Text extract ::
* * *

Poland's Agora to launch new daily, hit Q4 results

Leading Polish media group Agora will launch a new nationwide daily in coming months and the project's high start-up costs will significantly depress its fourth-quarter results, the company said on Tuesday.

In its statement, Agora, owner of the upmarket daily Gazeta Wyborcza, did not give specific cost estimates for the project.

"The new daily will be launched this autumn. It will not be a tabloid but a mid-market newspaper. We are not going to compete for readers with other dailies, but rather fill a niche and broaden the readership in Poland," Agora's CEO Wanda Rapaczynska told a news conference.

Gazeta Wyborcza had long ranked first in terms of readership in Poland, central Europe's biggest publishing market, but lost its leading position after German media giant Axel Springer launched its tabloid Fakt in late 2003.

Industry experts were divided on whether Agora's new daily could survive on the cut-throat newspaper market in the European Union newcomer of 38 million people, where four nationwide newspapers compete aggressively for readers.

* * *

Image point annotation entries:
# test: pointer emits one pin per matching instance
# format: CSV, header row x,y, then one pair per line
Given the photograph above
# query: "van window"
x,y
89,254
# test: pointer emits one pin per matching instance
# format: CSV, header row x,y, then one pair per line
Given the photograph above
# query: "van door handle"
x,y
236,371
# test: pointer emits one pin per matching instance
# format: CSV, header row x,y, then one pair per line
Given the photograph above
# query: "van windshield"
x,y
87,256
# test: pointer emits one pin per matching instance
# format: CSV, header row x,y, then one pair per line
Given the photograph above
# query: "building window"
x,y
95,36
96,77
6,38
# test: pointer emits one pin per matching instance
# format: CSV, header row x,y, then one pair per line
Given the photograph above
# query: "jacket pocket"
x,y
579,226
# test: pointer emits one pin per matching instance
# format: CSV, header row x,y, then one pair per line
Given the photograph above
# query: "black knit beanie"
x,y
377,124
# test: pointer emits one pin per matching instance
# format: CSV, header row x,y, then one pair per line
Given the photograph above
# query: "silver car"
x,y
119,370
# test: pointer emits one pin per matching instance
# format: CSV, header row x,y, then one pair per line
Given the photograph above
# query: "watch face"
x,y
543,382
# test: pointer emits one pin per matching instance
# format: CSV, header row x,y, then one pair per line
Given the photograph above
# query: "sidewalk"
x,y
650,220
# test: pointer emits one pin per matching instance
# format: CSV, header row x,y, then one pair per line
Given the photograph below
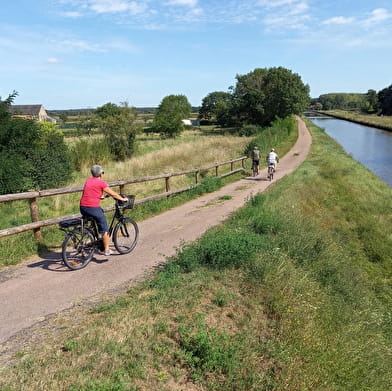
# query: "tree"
x,y
120,129
268,93
32,155
108,110
170,113
214,104
385,100
371,101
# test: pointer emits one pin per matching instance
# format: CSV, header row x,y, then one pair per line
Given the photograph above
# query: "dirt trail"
x,y
31,292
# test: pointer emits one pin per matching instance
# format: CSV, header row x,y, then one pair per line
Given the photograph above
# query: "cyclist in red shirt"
x,y
90,202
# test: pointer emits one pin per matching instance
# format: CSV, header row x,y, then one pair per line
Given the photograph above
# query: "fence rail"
x,y
32,196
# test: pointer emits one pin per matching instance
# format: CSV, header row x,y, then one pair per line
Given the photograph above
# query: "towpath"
x,y
36,290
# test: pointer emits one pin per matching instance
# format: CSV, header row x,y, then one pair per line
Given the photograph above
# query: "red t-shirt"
x,y
92,192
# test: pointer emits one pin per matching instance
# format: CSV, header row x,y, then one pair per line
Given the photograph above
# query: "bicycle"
x,y
82,238
271,170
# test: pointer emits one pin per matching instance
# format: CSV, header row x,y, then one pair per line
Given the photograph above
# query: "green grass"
x,y
384,122
155,156
292,293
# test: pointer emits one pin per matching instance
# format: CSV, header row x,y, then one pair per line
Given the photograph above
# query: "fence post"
x,y
34,213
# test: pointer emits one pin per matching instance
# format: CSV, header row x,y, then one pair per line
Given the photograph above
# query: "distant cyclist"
x,y
272,158
256,158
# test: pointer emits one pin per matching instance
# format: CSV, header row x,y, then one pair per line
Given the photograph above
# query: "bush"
x,y
32,156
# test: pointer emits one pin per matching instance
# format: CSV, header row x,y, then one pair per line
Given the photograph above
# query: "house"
x,y
36,112
191,122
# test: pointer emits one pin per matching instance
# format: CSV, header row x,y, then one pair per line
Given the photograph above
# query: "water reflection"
x,y
371,147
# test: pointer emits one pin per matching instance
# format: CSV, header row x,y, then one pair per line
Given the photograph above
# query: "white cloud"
x,y
53,60
72,14
378,15
339,20
190,3
114,6
275,3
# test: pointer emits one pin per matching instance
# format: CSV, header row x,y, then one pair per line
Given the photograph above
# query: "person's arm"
x,y
113,194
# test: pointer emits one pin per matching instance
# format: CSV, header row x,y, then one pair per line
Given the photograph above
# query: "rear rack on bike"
x,y
69,223
128,204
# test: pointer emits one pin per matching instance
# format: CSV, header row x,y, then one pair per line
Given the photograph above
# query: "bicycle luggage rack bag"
x,y
69,223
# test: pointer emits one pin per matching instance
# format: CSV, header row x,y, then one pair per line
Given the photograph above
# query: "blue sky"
x,y
85,53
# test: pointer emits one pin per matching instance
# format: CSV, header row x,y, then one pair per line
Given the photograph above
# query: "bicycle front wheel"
x,y
78,248
125,235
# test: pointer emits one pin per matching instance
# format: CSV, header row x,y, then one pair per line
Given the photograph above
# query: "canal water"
x,y
370,146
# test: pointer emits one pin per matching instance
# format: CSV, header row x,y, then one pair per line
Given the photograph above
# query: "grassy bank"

* * *

Extend the news report on Agora's planned national daily, beginning after its final sentence. The data plays no part in this exercise.

Some said that with economic recovery underway, growing advertising budgets in Poland and still very low readership of newspapers, the new title could successfully fill a niche between two highbrow dailies and two tabloids.

"We haven't seen the paper yet but it appears that there is a niche to fill in the market and this project has a chance to succeed," said Michal Marczak, analyst at BRE Bank in Warsaw.

Agora, which apart from its flagship Wyborcza also controls radio stations, a billboard firm and a colour magazine business, saw its shares lose 1.7 percent to 67.80 zlotys by 1251 GMT while the large cap WIG 20 index inched down 0.4 percent.


Sold at half of Wyborcza's price, Fakt attracted readers with the skin-and-scandal formula that made its German daily Bild such a success. In the first half of this year, its average copy sales stood at 519,000 compared with Wyborcza's 467,000.

"There will be another war, but I would not expect it to be a costly as when Fakt was launched. Agora has its own resources and can do (this advertising campaign) through its billboard firm or Gazeta Wyborcza," Marczak added.

To defend its flagship newspaper's position, Agora began to launch various publishing projects aimed at boosting copy sales, including editions of a world encyclopaedia, 19th and 20th century classic novels and dictionaries sold with Wyborcza.

In terms of advertising revenues, Agora, targeted at well-educated readers, retained its lead. In the second quarter of this year, it had 43 percent share in the Polish newspaper ad sector, compared with Fakt's 6.5 percent.

Rapaczynska said Agora estimated the advertising market would grow by around 10 percent year-on-year in both the third and the fourth quarters of this year.

(Source: Reuters)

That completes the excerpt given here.